● Request
In the records below, find the line containing "Tag lamp base."; give it again exactly, along with every line that follows, and nothing else.

§

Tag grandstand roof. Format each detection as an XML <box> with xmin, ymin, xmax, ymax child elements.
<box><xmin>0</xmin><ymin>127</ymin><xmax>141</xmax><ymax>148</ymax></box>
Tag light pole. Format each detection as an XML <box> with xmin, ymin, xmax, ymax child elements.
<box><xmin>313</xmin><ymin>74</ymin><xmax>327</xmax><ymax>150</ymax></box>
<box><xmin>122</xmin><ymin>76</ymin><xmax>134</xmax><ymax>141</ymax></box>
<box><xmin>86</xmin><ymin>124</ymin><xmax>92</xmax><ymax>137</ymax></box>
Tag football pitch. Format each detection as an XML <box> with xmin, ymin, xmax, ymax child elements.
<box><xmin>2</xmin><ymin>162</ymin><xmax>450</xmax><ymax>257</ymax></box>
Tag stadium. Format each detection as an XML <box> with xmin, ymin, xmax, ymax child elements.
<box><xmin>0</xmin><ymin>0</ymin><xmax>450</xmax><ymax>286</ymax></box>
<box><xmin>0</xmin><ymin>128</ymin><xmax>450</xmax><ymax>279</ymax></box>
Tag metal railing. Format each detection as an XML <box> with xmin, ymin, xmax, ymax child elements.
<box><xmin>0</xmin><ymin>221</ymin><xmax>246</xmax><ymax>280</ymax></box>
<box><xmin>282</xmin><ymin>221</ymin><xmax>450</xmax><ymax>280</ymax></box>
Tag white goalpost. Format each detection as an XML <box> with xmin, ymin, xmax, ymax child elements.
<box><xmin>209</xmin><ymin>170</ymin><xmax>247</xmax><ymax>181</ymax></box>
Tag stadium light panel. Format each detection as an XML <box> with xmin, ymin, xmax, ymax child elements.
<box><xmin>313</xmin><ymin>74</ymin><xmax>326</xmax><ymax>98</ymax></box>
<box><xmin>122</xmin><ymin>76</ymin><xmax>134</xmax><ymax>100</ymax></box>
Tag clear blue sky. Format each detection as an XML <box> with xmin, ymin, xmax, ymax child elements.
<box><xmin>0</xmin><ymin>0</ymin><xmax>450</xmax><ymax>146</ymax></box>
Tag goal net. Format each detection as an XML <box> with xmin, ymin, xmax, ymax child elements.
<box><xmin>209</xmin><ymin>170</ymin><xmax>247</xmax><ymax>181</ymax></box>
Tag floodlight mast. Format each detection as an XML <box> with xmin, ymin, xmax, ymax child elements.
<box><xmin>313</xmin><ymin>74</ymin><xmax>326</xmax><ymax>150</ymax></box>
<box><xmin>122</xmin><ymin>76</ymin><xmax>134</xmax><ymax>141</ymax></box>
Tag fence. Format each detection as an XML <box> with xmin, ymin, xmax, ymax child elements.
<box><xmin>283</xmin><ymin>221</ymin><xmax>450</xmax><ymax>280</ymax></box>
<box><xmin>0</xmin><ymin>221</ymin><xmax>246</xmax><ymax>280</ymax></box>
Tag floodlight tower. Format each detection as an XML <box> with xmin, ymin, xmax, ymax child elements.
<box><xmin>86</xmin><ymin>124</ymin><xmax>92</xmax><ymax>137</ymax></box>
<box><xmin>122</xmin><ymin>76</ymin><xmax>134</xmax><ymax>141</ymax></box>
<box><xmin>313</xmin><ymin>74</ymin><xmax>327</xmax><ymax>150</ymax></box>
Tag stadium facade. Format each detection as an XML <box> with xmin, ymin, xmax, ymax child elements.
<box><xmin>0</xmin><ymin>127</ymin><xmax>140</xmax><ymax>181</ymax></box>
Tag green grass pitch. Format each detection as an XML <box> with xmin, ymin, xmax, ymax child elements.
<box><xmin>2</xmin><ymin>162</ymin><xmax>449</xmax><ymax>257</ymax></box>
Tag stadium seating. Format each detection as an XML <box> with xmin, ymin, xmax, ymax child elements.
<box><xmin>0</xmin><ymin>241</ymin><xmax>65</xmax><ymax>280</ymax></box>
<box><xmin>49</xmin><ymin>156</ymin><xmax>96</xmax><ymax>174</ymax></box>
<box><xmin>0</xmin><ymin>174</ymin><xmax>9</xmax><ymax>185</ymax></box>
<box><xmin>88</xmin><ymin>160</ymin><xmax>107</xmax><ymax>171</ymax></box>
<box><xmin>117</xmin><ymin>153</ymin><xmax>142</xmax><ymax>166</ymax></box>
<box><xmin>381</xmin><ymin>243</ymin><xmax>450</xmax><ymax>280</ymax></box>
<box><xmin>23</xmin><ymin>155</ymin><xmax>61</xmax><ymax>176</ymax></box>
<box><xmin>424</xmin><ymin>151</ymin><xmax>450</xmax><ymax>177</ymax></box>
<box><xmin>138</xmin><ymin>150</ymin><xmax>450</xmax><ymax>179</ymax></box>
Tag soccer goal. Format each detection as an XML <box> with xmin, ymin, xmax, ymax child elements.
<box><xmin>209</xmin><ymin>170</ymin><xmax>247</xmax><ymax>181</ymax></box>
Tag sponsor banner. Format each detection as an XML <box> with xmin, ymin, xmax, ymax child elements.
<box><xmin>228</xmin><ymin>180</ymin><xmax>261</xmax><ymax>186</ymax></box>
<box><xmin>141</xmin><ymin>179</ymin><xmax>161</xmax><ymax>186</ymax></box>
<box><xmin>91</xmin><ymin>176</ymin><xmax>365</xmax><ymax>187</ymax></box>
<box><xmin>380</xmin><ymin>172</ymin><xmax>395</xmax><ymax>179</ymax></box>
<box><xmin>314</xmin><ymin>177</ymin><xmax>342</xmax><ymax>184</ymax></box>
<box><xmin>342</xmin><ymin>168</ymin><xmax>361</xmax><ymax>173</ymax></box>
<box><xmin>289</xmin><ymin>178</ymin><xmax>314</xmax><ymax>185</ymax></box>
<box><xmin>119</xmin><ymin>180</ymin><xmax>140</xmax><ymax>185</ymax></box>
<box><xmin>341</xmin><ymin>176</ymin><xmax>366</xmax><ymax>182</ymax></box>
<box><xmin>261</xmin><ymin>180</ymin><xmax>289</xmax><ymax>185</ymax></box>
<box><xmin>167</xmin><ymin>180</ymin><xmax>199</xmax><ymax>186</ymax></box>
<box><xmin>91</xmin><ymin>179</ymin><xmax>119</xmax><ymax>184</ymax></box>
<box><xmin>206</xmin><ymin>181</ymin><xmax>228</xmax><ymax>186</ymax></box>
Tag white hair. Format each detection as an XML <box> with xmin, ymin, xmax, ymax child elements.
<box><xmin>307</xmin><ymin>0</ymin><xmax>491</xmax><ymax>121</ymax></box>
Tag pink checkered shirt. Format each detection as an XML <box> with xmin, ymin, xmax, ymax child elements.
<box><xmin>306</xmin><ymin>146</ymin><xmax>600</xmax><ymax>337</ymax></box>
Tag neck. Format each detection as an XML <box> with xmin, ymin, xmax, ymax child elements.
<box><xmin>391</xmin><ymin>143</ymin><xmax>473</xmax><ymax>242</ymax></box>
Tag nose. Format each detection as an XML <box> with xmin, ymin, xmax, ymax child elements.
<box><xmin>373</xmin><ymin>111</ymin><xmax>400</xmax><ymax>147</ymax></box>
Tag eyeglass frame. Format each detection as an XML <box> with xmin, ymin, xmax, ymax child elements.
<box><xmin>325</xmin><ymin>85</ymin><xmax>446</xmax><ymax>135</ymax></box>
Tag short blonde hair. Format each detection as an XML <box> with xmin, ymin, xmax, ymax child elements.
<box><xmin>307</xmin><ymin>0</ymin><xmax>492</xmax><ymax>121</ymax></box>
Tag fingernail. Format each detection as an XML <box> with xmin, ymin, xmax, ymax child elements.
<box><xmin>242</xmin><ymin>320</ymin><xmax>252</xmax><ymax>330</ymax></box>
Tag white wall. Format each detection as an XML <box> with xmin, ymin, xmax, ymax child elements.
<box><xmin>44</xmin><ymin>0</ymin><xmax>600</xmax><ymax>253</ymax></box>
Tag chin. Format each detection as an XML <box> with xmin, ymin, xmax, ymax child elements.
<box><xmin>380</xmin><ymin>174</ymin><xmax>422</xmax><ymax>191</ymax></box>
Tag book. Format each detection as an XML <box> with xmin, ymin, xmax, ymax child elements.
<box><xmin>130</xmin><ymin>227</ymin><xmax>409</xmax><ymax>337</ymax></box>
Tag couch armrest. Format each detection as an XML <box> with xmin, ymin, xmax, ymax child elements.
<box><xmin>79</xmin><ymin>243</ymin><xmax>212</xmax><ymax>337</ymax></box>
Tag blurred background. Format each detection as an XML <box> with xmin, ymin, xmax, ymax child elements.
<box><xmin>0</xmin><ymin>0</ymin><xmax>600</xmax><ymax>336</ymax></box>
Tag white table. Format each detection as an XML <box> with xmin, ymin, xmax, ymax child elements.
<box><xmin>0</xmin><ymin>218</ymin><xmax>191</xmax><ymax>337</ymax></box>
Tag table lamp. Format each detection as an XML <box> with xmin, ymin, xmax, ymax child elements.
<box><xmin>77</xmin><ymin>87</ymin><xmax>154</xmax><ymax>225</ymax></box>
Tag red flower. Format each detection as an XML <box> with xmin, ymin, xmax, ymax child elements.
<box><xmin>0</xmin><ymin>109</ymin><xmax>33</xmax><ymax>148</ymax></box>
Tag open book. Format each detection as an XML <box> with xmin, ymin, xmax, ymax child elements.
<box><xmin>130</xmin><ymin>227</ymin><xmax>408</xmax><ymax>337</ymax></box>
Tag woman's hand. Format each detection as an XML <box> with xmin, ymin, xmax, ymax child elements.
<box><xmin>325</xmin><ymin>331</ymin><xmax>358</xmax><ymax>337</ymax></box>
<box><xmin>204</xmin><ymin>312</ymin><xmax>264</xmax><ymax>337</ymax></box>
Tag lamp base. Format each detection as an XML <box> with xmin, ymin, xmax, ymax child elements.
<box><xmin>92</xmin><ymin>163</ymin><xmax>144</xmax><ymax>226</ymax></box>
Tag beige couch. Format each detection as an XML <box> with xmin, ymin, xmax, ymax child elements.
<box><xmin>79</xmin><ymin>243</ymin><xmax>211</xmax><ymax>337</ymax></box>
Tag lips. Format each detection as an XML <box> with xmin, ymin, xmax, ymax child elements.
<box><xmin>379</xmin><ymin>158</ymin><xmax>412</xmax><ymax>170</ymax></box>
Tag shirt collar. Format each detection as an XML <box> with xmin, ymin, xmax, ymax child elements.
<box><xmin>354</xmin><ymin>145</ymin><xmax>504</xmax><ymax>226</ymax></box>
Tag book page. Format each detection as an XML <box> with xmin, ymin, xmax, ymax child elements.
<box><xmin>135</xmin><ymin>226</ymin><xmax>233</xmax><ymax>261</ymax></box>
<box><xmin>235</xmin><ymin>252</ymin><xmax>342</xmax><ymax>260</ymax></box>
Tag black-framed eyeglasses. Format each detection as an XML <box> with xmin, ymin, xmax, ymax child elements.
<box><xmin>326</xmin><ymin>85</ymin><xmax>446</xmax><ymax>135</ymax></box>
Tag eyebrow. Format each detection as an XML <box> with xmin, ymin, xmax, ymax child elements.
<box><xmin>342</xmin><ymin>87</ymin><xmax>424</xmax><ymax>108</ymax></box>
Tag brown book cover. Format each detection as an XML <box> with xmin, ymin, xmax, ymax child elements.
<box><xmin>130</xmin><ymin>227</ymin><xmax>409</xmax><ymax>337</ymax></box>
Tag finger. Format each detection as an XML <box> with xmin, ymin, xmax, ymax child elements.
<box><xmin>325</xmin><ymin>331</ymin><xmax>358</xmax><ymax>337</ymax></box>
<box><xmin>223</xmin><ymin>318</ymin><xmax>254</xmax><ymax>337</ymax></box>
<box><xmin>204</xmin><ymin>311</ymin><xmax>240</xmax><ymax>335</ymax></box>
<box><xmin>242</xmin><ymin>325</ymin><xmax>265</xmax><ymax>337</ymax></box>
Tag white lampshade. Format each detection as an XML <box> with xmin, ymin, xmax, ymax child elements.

§

● Full response
Tag lamp base. Format each detection as an XML <box> with xmin, ymin, xmax, ymax child elements.
<box><xmin>92</xmin><ymin>163</ymin><xmax>144</xmax><ymax>226</ymax></box>
Tag beige couch. Format each detection as an XML <box> with xmin, ymin, xmax, ymax child elements.
<box><xmin>79</xmin><ymin>243</ymin><xmax>211</xmax><ymax>337</ymax></box>
Tag lips. Format each detection as an XML <box> with xmin, ymin, xmax, ymax child elements.
<box><xmin>379</xmin><ymin>158</ymin><xmax>412</xmax><ymax>170</ymax></box>
Tag shirt collar. Format each detection as an XML <box> with xmin, ymin, xmax, ymax child elements.
<box><xmin>354</xmin><ymin>145</ymin><xmax>504</xmax><ymax>226</ymax></box>
Tag book page. Format each detection as an XML <box> with xmin, ymin, xmax, ymax child elements.
<box><xmin>135</xmin><ymin>226</ymin><xmax>233</xmax><ymax>261</ymax></box>
<box><xmin>235</xmin><ymin>252</ymin><xmax>342</xmax><ymax>260</ymax></box>
Tag black-framed eyeglasses. Format each detection as an XML <box> with xmin, ymin, xmax, ymax child elements.
<box><xmin>326</xmin><ymin>85</ymin><xmax>446</xmax><ymax>135</ymax></box>
Tag eyebrow. Format each detection as an XML <box> with xmin, ymin, xmax, ymax child elements.
<box><xmin>342</xmin><ymin>87</ymin><xmax>424</xmax><ymax>108</ymax></box>
Tag brown book cover. Format each detection as an XML <box> with xmin, ymin, xmax, ymax child elements.
<box><xmin>130</xmin><ymin>227</ymin><xmax>409</xmax><ymax>337</ymax></box>
Tag finger. Format each detection as an XML <box> with xmin, ymin, xmax, ymax child elements.
<box><xmin>325</xmin><ymin>331</ymin><xmax>358</xmax><ymax>337</ymax></box>
<box><xmin>223</xmin><ymin>318</ymin><xmax>254</xmax><ymax>337</ymax></box>
<box><xmin>204</xmin><ymin>311</ymin><xmax>240</xmax><ymax>335</ymax></box>
<box><xmin>242</xmin><ymin>325</ymin><xmax>265</xmax><ymax>337</ymax></box>
Tag white lampshade. Format each detection as an XML <box> with xmin, ymin, xmax, ymax child elements.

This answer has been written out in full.